• _EXERCISE_
Render the lines of the material from the one containing "Thank you for the photo. Please point out the green painted" through the end as a Markdown table with the columns Row and Line, numbering each line and leaving out blank lines.

# SUPPLIED INFORMATION start

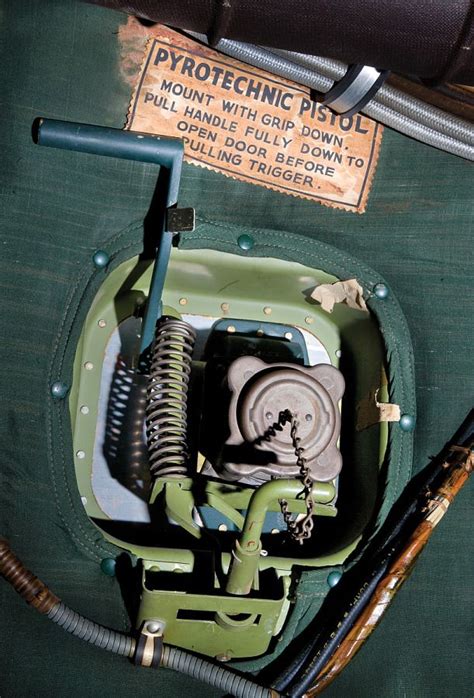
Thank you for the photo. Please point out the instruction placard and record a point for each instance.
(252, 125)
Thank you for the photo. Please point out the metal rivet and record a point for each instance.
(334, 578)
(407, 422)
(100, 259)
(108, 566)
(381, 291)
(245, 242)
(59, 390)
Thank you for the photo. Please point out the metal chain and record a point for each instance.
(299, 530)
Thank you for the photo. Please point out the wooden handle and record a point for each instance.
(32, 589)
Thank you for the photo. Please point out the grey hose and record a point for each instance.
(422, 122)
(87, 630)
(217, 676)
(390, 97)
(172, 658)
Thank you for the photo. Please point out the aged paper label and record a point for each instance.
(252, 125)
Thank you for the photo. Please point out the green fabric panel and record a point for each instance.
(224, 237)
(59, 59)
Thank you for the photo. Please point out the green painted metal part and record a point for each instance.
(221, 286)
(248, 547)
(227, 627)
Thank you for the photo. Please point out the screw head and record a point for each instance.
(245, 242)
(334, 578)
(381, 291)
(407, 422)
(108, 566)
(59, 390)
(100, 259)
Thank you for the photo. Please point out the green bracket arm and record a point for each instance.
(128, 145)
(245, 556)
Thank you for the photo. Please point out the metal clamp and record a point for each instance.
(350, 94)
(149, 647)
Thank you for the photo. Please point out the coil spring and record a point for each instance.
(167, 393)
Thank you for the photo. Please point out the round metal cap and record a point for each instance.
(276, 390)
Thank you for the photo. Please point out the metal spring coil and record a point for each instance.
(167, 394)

# SUPPLIED INFORMATION end

• _SOLVED EXERCISE_
| Row | Line |
|---|---|
| 1 | Thank you for the photo. Please point out the green painted metal part and record a point for each instance. |
| 2 | (221, 286) |
| 3 | (248, 547) |
| 4 | (227, 627) |
| 5 | Thank you for the photo. Please point out the screw head and record a point for each instance. |
| 6 | (245, 242) |
| 7 | (334, 578) |
| 8 | (381, 291) |
| 9 | (407, 422) |
| 10 | (108, 566) |
| 11 | (59, 390) |
| 12 | (100, 259) |
| 13 | Thank you for the photo. Please point out the green bracket arm and record a point for each instance. |
| 14 | (128, 145) |
| 15 | (245, 556) |
| 16 | Thank you for the photo. Please point out the metal clamp and record a point for each instance. |
| 17 | (350, 94) |
| 18 | (149, 647) |
| 19 | Thank you for the photo. Please point out the coil spring and record a point for each instance. |
| 20 | (167, 393) |
| 21 | Thank you for the photo. Please point out the round metal cap and record a point for each instance. |
| 22 | (276, 390) |
| 23 | Thank you for the photo. Please point out the metal spring coil and record a point for each instance. |
| 24 | (167, 394) |